(WHAT NEEDS TO BE DONE) Copy exactly the lines from the "smiling woman in this photo." line to the end, both included, and nothing else.

(RECORDS FOR THIS EXERCISE)
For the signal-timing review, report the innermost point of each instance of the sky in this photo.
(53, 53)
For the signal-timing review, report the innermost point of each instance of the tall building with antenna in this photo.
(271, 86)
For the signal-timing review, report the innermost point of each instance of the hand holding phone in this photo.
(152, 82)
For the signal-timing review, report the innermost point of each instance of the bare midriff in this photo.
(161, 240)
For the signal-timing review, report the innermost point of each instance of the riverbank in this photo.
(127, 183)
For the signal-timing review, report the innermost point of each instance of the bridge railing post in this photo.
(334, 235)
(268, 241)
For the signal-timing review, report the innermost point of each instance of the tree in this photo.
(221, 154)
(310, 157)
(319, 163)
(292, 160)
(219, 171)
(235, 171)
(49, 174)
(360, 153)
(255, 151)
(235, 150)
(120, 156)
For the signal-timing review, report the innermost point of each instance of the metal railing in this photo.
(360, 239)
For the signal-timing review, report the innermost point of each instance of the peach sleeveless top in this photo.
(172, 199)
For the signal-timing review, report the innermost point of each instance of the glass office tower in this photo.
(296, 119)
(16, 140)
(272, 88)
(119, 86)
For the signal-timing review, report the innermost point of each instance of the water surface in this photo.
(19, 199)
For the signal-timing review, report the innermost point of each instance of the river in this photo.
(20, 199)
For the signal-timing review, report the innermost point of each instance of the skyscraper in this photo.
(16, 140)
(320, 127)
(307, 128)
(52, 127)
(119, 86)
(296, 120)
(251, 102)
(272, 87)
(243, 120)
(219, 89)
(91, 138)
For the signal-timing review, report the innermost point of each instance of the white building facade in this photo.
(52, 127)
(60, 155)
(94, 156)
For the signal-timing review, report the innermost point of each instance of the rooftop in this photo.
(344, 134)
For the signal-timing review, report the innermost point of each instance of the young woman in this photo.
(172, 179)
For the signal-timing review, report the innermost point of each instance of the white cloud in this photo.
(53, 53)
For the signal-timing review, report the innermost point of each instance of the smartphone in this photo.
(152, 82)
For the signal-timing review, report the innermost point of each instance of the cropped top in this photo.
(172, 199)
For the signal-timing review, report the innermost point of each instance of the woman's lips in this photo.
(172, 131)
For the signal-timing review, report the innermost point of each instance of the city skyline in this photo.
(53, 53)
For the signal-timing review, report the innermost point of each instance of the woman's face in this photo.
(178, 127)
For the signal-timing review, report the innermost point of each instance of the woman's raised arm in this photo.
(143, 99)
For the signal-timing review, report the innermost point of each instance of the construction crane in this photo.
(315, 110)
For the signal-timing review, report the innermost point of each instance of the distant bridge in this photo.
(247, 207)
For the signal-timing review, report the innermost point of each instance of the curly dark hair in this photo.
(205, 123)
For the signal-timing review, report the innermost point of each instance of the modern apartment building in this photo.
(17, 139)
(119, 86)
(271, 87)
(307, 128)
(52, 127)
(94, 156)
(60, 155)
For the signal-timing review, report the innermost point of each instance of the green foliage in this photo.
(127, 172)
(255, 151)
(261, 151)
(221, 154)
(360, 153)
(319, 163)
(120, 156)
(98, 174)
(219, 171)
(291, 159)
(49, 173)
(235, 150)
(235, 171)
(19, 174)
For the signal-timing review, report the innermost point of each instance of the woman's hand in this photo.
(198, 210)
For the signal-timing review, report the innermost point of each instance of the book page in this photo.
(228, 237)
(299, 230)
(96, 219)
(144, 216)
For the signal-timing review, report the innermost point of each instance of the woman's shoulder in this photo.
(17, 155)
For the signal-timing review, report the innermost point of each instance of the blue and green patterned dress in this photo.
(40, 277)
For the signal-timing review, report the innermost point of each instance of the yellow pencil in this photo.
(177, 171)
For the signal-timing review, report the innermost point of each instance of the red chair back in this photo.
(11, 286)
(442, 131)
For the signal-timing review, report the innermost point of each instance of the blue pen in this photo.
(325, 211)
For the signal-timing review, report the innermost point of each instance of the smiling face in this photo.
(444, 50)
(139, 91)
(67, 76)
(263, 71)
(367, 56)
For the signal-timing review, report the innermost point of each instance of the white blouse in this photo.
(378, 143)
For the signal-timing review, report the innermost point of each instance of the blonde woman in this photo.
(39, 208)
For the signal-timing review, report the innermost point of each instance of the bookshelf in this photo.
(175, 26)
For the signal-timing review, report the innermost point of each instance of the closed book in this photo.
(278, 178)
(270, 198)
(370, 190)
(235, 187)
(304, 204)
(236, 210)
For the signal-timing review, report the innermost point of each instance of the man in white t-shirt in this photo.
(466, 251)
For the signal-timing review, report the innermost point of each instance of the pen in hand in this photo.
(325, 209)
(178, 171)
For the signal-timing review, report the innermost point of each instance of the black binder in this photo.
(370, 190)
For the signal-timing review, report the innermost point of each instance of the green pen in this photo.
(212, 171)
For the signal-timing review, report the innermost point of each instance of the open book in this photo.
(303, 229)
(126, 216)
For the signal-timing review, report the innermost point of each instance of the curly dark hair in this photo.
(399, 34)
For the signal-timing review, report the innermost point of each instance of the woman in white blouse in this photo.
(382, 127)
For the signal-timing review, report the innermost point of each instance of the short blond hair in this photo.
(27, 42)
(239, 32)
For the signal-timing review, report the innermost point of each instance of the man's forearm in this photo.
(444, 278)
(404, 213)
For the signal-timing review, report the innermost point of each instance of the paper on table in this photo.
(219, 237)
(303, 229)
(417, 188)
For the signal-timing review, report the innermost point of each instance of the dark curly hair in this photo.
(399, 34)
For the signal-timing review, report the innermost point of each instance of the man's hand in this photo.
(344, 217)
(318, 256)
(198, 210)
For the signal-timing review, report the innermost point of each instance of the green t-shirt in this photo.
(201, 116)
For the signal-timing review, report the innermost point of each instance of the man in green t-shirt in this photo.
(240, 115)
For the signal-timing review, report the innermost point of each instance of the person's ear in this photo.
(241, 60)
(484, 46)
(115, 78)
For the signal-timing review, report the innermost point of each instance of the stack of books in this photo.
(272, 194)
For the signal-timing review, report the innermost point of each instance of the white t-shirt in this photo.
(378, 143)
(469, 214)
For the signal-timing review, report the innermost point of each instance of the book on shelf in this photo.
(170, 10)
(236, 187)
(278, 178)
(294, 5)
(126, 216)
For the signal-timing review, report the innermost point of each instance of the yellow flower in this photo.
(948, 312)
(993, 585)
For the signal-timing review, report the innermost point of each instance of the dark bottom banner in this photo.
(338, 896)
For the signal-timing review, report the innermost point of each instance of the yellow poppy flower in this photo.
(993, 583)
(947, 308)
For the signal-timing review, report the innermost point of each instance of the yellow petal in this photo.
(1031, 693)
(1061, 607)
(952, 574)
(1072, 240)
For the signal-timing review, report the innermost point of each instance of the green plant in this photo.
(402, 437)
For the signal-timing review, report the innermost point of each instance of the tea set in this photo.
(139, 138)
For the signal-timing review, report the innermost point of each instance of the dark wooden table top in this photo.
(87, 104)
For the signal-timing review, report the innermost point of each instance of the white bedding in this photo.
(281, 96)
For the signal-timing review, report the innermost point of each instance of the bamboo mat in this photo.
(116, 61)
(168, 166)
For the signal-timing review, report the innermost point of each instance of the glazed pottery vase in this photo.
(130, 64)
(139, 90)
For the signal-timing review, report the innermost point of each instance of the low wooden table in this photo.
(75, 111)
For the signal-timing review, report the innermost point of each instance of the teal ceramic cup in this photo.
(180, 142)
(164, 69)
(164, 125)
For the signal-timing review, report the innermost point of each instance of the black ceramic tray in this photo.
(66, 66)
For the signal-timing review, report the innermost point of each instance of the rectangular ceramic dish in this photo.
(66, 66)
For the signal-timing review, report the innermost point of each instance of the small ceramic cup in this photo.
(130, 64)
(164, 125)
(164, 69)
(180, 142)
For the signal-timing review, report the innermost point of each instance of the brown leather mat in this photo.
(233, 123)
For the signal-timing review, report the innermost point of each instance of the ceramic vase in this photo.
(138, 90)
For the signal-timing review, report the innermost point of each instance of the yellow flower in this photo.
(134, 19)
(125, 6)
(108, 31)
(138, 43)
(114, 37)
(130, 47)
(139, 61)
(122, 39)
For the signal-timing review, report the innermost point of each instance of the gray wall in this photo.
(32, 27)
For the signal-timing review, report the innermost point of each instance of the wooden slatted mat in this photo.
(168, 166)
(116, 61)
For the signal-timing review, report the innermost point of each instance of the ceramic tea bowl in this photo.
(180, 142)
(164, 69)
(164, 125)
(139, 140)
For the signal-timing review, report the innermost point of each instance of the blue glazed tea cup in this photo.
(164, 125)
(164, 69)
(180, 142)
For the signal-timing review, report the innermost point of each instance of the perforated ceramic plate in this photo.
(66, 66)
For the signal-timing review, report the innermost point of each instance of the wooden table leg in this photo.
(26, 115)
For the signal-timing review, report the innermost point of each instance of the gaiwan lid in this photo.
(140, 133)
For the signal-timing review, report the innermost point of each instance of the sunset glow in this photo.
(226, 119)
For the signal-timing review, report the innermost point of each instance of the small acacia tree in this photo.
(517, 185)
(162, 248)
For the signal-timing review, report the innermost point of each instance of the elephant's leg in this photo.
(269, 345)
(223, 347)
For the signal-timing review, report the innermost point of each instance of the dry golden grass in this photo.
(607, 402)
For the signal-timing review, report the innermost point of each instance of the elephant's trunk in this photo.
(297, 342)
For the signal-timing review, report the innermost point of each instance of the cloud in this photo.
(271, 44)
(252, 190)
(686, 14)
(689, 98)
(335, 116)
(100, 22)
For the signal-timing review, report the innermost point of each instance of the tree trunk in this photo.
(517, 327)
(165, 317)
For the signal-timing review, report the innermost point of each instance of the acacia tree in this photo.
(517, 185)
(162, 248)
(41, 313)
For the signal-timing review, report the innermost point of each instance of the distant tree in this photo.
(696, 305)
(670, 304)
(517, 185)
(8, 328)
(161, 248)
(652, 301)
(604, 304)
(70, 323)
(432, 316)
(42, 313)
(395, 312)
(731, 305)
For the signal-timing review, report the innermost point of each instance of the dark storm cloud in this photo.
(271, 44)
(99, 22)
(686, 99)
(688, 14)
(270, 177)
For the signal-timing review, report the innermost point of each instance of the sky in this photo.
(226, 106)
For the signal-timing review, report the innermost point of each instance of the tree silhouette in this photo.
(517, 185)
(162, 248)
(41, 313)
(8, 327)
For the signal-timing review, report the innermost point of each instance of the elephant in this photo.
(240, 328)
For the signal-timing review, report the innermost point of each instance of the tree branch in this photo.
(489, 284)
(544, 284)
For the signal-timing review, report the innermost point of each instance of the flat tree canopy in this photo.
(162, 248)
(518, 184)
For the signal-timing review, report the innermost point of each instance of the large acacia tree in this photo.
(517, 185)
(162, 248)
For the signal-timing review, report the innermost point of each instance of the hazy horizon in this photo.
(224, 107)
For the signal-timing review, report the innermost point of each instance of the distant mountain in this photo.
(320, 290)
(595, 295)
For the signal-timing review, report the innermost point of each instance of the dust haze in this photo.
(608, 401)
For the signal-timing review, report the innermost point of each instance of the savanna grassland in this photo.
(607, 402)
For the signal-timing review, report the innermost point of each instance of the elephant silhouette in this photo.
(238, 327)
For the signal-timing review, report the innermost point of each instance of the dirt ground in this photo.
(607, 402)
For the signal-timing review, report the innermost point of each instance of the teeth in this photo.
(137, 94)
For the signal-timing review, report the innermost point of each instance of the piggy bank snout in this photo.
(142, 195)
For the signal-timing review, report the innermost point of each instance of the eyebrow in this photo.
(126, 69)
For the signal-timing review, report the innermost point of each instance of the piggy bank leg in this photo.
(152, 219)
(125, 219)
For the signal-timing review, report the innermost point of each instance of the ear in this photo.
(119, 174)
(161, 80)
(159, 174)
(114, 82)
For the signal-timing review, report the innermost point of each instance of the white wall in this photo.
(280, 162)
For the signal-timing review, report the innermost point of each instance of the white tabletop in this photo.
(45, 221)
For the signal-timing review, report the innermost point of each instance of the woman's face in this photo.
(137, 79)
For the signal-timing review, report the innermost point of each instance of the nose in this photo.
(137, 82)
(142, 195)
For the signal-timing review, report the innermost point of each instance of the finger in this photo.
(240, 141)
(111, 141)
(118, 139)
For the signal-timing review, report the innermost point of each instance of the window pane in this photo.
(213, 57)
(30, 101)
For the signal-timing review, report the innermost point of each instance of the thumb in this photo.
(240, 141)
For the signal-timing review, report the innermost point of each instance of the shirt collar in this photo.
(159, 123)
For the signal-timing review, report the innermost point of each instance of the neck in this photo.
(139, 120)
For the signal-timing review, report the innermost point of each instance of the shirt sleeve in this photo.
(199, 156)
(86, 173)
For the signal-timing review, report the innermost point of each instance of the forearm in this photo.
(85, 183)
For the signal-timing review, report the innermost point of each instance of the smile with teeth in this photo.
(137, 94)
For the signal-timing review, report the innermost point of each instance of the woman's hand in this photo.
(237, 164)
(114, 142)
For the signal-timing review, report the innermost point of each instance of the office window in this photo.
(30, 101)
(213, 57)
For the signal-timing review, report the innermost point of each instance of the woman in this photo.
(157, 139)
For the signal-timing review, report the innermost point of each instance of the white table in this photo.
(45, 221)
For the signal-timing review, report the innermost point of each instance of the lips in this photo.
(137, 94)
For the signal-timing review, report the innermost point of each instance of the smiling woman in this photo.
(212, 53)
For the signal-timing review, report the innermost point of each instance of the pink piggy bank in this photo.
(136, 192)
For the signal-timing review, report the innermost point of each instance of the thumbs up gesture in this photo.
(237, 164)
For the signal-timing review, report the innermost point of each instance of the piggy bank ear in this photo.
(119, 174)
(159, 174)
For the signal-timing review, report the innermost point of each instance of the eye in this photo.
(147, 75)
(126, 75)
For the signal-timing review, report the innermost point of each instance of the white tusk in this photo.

(TASK OUTPUT)
For the signal-timing review, report the innermost point of each instance of the smiling woman in this photo.
(212, 53)
For the signal-timing review, report the innermost point of each instance of the pink piggy bank in this photo.
(136, 192)
For the signal-timing review, report the innermost point of each instance of the thumbs up gesture in this photo.
(237, 164)
For the signal-timing review, report the innermost point of each instance of the piggy bank ear in this photo.
(119, 174)
(159, 174)
For the signal-timing review, report the innermost point of each instance of the eye in this photo.
(147, 75)
(126, 75)
For the signal-timing review, report the innermost point of each instance of the white tusk in this photo.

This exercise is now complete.